## EXERCISE
In the entries below, find the lines that include "truck" and give their number as the whole reply.

## DATA FOR THIS EXERCISE

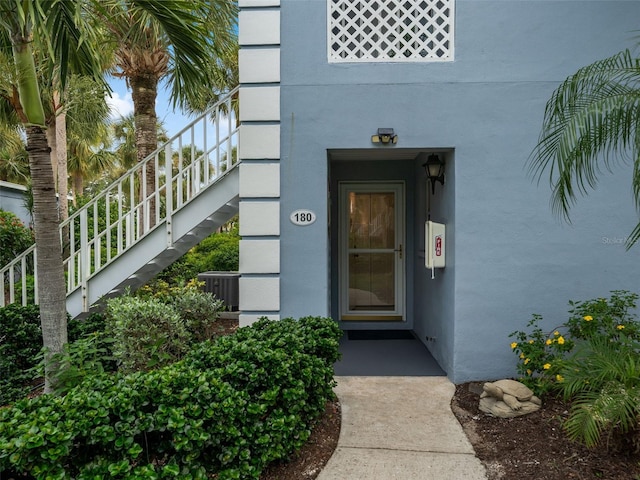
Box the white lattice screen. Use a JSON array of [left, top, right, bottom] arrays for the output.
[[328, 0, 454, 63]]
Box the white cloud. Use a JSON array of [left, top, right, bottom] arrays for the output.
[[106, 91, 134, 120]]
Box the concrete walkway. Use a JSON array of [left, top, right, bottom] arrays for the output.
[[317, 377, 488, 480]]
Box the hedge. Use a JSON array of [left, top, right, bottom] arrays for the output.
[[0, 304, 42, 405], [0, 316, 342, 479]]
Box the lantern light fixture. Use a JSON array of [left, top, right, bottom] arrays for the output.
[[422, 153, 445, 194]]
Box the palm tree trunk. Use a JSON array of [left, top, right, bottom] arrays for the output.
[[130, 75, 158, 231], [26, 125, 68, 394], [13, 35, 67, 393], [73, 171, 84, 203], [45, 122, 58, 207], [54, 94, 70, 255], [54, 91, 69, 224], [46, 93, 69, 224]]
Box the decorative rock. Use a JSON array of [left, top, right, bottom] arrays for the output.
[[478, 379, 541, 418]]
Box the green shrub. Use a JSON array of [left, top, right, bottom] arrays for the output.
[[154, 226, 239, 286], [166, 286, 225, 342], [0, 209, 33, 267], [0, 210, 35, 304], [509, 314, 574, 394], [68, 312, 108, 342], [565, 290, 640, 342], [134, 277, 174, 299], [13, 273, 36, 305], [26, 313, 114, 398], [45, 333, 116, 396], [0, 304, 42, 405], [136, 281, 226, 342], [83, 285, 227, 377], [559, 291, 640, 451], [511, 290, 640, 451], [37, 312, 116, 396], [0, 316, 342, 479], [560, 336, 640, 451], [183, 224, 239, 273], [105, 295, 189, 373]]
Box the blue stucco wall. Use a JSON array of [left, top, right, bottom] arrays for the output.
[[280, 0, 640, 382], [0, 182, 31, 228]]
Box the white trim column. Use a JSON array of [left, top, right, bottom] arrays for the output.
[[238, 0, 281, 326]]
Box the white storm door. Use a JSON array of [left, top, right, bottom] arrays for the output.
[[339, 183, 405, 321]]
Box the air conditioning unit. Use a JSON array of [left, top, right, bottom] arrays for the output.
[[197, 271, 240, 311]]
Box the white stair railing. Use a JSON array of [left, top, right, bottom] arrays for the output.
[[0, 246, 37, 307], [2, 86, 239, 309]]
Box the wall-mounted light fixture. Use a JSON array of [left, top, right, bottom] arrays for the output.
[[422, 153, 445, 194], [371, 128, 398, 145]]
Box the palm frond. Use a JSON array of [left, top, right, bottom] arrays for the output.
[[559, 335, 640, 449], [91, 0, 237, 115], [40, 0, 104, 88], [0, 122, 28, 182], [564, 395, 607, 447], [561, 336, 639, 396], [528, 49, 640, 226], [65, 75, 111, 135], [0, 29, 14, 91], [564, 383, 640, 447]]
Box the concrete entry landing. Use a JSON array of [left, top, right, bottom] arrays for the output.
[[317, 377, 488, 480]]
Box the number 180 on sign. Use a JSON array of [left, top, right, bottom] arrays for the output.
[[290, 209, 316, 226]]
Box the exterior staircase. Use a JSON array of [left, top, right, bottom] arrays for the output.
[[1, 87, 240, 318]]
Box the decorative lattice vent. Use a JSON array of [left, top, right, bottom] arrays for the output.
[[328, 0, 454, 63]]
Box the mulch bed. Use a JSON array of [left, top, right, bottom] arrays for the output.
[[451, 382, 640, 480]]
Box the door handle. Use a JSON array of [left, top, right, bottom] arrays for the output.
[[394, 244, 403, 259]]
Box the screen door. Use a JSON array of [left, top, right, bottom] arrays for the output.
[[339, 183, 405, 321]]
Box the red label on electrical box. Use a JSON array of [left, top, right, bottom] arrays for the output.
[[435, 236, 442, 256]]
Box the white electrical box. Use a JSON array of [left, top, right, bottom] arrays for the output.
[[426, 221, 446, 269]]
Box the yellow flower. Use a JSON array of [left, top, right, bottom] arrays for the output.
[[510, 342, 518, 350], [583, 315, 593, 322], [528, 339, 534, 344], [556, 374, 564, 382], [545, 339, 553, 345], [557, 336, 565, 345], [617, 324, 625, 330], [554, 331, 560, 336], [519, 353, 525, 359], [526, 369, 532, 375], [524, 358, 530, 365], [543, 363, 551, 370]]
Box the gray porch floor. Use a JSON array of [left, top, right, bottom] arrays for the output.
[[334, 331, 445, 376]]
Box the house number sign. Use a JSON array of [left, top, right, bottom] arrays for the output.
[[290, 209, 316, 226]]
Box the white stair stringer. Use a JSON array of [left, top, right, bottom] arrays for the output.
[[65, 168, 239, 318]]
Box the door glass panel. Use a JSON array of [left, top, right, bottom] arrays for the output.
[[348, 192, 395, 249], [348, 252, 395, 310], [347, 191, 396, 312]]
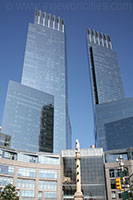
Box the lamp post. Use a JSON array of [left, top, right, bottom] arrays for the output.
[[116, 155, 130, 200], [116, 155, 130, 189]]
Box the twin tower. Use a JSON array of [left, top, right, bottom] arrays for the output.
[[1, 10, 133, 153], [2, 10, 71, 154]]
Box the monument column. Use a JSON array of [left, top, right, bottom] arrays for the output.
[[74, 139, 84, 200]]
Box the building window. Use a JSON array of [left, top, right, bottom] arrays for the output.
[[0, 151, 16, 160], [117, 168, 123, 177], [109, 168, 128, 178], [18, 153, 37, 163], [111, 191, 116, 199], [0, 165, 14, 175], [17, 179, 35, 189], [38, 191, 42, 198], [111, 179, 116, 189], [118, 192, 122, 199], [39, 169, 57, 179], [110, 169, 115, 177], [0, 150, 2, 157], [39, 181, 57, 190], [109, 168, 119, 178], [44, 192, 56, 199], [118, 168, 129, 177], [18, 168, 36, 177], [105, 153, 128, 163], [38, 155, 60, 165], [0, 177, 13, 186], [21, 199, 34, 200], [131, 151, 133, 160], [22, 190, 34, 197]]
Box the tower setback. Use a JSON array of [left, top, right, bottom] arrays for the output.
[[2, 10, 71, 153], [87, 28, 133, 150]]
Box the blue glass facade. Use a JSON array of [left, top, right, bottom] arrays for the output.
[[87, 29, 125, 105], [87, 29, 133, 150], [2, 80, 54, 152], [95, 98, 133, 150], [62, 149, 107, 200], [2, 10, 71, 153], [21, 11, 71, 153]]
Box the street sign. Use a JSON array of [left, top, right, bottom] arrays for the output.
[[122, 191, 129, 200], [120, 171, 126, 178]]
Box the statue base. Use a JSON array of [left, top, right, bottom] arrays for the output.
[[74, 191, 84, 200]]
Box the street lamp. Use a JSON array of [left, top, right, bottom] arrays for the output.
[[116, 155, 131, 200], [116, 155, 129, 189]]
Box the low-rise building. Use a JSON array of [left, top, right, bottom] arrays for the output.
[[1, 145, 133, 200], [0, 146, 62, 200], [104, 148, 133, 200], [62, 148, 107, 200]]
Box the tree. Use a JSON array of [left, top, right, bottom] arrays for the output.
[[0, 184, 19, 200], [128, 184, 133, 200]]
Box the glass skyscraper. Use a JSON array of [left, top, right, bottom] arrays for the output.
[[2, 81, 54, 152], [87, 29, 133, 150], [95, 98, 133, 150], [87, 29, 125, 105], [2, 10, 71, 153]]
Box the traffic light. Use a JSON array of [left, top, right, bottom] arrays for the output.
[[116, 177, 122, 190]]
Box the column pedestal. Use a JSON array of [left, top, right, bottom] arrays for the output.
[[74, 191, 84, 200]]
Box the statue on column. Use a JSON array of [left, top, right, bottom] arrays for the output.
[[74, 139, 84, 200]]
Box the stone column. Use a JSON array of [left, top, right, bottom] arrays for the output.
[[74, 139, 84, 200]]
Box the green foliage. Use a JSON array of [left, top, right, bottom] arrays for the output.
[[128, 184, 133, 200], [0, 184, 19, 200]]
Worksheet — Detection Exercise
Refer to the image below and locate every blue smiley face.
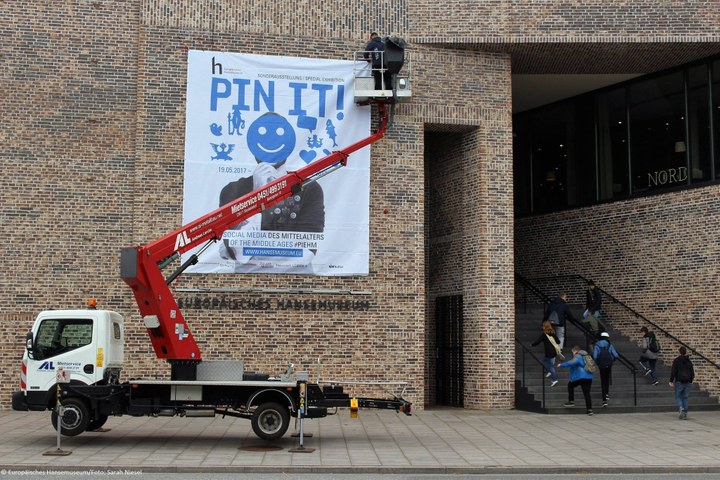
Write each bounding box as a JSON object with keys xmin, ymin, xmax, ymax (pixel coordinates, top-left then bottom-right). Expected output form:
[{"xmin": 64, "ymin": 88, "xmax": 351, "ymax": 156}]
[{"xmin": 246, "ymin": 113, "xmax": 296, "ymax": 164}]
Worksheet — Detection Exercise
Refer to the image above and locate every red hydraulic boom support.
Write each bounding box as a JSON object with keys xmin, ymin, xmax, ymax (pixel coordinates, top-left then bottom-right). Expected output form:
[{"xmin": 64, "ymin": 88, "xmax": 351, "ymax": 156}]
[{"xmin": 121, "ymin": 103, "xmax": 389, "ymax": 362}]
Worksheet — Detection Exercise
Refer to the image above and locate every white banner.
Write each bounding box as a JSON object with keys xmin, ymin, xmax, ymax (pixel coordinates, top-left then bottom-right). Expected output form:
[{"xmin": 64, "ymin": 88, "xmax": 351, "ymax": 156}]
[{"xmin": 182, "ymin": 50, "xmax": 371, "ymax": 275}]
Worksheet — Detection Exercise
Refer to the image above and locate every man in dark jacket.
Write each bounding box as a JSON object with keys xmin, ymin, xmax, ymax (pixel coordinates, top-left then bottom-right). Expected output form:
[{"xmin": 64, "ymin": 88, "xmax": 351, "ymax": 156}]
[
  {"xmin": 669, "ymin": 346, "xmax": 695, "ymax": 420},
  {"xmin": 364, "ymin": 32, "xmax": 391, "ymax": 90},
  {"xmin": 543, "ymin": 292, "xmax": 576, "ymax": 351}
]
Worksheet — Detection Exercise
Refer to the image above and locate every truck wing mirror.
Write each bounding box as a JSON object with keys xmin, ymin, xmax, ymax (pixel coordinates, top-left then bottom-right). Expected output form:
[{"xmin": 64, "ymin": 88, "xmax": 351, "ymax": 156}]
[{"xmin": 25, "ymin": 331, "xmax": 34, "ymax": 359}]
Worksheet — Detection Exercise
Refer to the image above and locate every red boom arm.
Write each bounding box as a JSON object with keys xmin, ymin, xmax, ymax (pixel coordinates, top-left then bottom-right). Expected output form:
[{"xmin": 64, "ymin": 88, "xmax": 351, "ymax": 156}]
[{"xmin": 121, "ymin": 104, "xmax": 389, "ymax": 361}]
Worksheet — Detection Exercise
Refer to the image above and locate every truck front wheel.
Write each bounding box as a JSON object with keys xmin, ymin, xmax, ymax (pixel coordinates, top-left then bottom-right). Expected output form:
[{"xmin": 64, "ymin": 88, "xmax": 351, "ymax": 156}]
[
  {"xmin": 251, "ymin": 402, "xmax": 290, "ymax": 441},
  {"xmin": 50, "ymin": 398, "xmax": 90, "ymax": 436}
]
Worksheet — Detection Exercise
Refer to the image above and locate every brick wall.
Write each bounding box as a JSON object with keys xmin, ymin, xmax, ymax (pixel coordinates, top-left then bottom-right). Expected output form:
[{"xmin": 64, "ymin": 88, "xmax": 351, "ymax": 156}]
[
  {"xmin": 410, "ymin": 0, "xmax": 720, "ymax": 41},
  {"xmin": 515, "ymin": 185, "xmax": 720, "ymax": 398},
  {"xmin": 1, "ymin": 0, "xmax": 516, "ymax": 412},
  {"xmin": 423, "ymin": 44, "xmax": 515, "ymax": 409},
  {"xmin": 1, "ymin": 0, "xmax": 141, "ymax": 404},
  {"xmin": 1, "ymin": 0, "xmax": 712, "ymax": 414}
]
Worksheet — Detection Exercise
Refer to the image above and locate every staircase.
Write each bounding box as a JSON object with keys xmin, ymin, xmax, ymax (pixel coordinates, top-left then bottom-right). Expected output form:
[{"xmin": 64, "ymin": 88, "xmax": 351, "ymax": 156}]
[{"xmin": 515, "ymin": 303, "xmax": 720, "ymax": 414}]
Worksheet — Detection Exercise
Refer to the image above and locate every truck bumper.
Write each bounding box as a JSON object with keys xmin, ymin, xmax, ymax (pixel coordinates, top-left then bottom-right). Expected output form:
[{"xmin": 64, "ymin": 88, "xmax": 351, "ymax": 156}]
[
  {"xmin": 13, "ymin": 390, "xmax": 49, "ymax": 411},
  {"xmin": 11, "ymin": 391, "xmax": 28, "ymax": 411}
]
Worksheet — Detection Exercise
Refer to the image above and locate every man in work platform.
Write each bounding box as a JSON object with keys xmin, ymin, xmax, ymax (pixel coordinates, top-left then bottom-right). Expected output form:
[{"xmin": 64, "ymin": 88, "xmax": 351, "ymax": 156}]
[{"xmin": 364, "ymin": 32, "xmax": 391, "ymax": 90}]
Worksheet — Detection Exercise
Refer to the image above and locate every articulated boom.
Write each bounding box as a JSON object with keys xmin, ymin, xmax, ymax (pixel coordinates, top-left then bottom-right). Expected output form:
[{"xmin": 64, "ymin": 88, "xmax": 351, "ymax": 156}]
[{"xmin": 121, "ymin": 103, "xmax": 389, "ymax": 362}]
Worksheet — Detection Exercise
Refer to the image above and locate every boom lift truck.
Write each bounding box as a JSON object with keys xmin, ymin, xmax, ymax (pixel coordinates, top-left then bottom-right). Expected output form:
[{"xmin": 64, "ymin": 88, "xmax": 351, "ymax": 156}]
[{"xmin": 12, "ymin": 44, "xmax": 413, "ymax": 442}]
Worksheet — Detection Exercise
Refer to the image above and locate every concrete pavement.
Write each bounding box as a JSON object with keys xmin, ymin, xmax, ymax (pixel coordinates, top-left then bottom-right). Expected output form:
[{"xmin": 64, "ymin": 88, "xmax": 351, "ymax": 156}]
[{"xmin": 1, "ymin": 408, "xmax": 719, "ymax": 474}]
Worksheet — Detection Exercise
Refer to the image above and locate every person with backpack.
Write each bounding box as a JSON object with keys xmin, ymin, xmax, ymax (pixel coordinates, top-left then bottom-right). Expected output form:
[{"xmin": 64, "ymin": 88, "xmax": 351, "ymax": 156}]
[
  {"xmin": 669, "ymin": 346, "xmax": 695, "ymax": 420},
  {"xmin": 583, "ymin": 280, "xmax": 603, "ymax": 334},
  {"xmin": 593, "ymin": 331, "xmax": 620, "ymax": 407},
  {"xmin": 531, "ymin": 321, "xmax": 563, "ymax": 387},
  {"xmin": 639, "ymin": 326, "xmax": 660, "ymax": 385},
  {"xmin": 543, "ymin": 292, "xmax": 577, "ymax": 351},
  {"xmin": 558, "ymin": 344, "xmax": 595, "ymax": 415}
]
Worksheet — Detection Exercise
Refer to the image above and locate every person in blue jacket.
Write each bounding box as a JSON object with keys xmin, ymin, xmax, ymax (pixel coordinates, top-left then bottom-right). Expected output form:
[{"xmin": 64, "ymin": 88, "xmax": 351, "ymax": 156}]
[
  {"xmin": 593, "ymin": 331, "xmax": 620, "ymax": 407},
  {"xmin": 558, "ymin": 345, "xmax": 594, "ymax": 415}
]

## TASK OUTPUT
4